- [Directions]: Put everything in the listing below, from the line containing "Your task: a point for each instance of the glass" through the final line, into a Markdown table with columns Row and Text, numbering each row and leaving out blank lines.

- [Data rows]:
-- begin --

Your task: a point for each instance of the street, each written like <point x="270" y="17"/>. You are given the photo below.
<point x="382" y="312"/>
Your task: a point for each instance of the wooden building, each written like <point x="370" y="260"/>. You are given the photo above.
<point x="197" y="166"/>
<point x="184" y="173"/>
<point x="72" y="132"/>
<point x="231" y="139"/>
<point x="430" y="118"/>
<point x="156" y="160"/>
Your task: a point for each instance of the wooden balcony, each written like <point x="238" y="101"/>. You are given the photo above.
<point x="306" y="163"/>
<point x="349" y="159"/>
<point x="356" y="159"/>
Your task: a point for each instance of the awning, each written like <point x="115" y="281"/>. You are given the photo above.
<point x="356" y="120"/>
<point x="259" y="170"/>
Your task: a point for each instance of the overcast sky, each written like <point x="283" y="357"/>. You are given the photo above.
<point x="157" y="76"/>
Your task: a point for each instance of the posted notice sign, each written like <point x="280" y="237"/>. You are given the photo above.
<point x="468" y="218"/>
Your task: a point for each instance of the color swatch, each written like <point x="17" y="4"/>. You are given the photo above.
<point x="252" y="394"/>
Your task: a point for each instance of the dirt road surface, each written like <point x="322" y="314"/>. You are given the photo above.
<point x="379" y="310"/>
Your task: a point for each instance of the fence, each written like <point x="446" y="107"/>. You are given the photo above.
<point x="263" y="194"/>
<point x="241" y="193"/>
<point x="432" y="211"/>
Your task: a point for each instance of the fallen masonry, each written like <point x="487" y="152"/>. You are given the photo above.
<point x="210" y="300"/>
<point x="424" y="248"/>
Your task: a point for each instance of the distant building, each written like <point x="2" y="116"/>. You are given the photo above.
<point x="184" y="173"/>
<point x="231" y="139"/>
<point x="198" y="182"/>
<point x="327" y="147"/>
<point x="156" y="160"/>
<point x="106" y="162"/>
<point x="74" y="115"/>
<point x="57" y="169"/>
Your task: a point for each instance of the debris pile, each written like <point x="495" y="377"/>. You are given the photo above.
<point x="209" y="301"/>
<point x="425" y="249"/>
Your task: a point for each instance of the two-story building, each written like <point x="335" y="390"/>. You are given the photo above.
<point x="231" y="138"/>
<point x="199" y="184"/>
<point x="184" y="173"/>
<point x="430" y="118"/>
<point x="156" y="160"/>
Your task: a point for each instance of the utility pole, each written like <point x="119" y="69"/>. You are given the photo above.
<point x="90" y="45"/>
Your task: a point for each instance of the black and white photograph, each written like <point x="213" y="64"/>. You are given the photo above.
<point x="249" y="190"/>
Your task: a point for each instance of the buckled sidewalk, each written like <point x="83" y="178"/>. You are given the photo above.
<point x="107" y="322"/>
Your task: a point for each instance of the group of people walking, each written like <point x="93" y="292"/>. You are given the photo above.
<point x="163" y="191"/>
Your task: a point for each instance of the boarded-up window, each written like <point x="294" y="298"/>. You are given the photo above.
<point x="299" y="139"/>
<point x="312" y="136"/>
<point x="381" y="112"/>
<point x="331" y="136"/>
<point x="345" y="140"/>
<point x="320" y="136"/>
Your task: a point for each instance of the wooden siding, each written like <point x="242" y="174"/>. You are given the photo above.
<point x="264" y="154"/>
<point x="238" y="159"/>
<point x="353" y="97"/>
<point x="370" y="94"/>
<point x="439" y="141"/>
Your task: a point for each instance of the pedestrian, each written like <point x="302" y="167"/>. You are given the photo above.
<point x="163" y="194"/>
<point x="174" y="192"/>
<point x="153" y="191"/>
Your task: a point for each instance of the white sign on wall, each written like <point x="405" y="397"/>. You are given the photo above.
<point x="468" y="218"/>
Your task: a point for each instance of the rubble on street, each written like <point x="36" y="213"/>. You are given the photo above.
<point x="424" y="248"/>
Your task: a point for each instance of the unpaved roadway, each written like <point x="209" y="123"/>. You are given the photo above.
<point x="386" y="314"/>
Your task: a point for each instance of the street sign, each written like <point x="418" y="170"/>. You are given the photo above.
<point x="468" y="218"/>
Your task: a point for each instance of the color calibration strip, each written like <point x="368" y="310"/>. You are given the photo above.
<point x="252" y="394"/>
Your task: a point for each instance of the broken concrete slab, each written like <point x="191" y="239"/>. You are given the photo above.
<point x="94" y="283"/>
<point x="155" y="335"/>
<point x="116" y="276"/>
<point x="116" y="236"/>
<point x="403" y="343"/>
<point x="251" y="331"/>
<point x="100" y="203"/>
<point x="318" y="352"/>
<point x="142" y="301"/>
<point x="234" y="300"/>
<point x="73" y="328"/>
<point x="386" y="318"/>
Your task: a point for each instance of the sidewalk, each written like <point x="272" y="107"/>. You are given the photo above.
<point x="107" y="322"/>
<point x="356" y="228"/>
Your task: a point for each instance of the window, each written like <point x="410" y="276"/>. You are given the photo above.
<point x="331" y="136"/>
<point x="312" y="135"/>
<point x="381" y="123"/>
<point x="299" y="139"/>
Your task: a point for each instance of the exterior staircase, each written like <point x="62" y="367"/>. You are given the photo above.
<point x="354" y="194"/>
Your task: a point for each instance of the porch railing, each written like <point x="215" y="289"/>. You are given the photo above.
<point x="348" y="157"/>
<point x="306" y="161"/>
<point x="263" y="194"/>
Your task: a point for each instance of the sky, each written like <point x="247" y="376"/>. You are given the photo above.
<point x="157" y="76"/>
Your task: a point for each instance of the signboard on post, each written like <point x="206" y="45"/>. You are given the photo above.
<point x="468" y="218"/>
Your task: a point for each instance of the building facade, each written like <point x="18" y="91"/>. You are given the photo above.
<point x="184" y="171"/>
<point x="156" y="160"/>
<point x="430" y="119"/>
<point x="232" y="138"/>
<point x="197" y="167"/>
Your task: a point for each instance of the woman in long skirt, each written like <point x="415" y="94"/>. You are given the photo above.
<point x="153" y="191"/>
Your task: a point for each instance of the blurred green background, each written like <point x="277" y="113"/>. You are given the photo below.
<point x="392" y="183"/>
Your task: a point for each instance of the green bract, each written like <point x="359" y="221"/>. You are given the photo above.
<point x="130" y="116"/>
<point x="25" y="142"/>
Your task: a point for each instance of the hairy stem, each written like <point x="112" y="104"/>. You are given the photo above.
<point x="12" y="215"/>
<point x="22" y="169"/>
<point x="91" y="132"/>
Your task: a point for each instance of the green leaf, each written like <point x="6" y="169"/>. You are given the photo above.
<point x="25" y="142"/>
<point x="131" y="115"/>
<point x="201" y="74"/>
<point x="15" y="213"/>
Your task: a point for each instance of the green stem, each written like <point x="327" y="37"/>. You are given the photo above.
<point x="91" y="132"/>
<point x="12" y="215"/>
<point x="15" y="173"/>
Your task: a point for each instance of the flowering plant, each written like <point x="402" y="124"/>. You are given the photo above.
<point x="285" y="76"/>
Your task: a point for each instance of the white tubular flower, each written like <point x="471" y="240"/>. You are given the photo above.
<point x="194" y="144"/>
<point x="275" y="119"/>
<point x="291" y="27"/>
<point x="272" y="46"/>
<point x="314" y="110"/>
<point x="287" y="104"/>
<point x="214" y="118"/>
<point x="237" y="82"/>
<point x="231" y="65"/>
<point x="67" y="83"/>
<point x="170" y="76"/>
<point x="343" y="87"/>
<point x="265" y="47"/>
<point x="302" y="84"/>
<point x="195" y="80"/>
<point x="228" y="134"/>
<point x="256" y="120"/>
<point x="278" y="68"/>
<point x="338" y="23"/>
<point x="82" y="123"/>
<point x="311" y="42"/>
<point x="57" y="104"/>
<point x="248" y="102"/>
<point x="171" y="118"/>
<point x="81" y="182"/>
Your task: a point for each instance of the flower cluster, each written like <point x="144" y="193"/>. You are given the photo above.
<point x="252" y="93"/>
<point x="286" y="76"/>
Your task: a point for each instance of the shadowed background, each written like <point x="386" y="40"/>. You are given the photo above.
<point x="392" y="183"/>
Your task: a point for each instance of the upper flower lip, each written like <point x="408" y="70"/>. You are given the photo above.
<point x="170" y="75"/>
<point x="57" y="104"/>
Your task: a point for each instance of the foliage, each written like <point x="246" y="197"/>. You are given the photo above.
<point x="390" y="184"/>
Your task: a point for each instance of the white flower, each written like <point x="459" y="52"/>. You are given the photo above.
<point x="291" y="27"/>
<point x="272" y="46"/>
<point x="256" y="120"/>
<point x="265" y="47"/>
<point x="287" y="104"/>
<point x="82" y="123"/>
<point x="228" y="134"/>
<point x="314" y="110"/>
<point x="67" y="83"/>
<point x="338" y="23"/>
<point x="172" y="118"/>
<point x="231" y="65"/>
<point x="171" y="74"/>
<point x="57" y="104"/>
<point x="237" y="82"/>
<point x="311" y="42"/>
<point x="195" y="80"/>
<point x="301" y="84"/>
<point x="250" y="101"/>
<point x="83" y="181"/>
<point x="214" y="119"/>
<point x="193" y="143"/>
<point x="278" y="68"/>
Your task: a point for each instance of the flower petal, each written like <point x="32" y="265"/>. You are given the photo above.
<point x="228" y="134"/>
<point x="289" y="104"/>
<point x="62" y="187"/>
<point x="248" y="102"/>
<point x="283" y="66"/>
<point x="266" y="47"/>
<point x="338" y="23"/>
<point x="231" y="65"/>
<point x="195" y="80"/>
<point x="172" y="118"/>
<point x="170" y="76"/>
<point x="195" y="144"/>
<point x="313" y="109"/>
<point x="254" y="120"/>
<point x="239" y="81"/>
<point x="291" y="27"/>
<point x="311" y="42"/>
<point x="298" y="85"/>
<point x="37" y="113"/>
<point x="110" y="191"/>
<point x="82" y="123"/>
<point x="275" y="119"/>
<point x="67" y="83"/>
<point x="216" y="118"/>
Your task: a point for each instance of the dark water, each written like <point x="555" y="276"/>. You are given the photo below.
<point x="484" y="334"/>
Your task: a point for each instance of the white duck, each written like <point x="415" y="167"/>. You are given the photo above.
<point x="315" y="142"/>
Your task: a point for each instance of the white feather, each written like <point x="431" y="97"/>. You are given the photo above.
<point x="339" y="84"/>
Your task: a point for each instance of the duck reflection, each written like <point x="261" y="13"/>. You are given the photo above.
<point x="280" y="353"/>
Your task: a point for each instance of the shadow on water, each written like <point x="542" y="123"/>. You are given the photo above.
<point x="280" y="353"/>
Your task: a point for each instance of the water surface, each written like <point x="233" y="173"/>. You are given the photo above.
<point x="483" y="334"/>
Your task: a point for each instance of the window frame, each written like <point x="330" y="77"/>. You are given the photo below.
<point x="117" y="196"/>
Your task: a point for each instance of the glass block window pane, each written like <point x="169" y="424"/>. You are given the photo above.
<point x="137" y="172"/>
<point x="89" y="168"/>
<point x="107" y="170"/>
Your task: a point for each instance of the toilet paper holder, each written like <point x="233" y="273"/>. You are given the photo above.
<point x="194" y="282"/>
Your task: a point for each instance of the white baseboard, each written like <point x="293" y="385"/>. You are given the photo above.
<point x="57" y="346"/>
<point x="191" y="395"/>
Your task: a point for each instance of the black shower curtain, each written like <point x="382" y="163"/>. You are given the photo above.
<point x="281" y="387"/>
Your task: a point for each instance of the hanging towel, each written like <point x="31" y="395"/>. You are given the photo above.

-- end --

- [The result]:
| Row | Text |
|---|---|
| 1 | Your task: a point for each instance of the glass block window pane, each written like <point x="169" y="424"/>. You are given the photo above. |
| 2 | <point x="137" y="172"/> |
| 3 | <point x="89" y="168"/> |
| 4 | <point x="107" y="170"/> |
| 5 | Your task: a point for each instance of the toilet paper holder, each written like <point x="233" y="273"/>. You are given the photo above. |
| 6 | <point x="194" y="282"/> |
| 7 | Your task: a point for each instance of the white baseboard, each written like <point x="293" y="385"/>. You are given the photo above. |
| 8 | <point x="57" y="346"/> |
| 9 | <point x="191" y="395"/> |
| 10 | Your task: a point for each instance of the black shower curtain, each written like <point x="382" y="163"/>. You are given the photo above. |
| 11 | <point x="281" y="387"/> |
| 12 | Your task: a point for each instance of the hanging towel, each written like <point x="31" y="395"/>. You are given the photo above. |